▶ [Task statement]:
Scan the data below for the string "rock". Show every line where it turns up.

=== Excerpted data ===

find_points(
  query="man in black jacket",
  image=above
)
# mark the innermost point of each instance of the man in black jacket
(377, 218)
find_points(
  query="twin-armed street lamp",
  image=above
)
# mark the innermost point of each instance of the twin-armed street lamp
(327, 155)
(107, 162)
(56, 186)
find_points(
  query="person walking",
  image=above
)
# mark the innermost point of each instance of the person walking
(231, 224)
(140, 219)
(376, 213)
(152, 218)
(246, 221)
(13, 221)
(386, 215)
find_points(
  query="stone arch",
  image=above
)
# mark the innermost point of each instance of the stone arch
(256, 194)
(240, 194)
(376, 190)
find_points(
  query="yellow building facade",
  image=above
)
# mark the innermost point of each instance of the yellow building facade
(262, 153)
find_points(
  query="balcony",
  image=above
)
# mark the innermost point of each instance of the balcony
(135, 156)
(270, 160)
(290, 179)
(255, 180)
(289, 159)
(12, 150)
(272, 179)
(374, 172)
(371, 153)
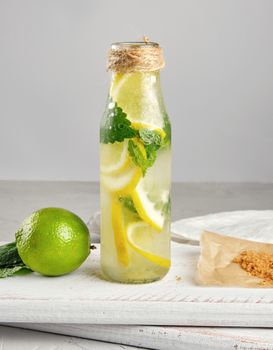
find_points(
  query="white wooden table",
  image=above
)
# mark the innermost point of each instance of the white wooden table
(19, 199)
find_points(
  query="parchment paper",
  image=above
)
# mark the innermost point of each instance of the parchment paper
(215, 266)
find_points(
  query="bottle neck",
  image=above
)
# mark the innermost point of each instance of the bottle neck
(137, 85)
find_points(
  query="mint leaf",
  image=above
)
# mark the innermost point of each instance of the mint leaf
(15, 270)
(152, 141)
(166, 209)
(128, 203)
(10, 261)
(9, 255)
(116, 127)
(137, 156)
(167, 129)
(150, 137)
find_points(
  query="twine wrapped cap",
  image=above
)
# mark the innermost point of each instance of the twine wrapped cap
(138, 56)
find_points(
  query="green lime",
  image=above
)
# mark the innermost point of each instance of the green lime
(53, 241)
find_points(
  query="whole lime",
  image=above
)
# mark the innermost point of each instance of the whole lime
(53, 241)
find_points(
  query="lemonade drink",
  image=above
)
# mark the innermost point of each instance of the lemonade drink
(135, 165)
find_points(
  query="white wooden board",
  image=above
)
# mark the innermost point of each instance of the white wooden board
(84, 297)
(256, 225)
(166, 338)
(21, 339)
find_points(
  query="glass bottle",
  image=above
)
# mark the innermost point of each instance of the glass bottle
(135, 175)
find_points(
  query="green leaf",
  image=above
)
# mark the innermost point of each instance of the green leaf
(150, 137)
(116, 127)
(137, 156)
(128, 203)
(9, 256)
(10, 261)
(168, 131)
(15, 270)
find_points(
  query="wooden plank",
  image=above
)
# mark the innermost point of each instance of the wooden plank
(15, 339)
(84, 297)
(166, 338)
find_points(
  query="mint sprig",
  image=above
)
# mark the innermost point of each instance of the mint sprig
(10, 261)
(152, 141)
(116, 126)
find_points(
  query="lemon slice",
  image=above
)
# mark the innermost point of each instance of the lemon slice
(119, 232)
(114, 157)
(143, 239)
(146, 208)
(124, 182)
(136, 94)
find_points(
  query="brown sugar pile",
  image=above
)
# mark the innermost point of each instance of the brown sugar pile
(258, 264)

===
=== Excerpted data ===

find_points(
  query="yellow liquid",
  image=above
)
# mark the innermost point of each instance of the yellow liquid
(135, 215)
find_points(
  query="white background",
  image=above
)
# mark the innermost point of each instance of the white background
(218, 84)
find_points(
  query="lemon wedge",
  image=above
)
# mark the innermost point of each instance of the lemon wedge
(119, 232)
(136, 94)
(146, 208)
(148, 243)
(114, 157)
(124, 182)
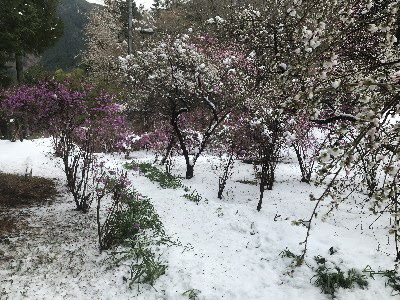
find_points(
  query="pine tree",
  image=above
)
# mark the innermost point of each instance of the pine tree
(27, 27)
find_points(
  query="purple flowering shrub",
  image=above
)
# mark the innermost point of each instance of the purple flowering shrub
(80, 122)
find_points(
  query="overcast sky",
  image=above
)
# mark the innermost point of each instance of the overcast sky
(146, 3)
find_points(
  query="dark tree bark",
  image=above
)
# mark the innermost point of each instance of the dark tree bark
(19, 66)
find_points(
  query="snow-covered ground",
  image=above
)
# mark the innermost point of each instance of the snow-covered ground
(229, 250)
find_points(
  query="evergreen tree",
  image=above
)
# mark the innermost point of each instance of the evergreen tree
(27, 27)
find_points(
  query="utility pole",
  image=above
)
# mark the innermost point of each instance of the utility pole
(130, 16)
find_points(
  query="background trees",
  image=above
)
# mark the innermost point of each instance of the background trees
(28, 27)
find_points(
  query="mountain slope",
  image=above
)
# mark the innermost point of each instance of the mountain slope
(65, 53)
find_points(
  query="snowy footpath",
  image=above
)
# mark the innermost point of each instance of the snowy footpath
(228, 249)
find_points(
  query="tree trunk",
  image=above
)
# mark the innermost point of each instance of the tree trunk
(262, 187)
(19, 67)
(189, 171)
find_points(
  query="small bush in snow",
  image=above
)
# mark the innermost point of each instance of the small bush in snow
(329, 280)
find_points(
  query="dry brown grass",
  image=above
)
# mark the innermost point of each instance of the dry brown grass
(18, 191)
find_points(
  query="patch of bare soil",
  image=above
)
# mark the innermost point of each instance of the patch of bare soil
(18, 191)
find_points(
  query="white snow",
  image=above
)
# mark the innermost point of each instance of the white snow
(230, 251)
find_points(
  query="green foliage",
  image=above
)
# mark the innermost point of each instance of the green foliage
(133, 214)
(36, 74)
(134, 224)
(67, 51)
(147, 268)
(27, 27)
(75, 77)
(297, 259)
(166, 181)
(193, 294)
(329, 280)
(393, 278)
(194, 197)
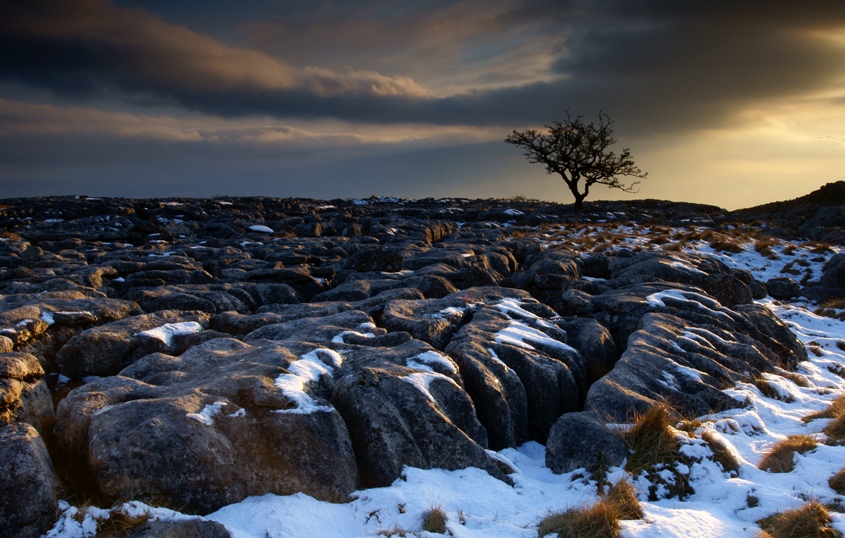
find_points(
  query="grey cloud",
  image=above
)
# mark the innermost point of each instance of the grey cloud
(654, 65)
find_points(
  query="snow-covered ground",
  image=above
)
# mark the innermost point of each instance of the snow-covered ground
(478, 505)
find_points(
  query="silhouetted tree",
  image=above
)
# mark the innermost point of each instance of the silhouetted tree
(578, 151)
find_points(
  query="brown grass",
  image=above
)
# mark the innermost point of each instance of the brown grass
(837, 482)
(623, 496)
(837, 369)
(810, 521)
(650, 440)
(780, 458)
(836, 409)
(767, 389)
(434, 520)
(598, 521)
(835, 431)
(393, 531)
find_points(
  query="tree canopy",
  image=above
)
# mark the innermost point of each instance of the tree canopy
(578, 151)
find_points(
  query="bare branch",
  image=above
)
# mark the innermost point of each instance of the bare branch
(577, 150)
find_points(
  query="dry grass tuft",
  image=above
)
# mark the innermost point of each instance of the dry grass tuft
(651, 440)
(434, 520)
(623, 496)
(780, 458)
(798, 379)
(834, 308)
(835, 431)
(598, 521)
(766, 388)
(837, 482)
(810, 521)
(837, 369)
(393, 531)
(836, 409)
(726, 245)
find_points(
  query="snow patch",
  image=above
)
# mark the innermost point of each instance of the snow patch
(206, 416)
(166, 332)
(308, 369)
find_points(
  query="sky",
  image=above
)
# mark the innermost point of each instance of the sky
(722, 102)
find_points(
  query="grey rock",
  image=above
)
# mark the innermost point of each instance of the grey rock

===

▶ [Your response]:
  query="grey rock",
# mark the innermost point of each instance of the grey rock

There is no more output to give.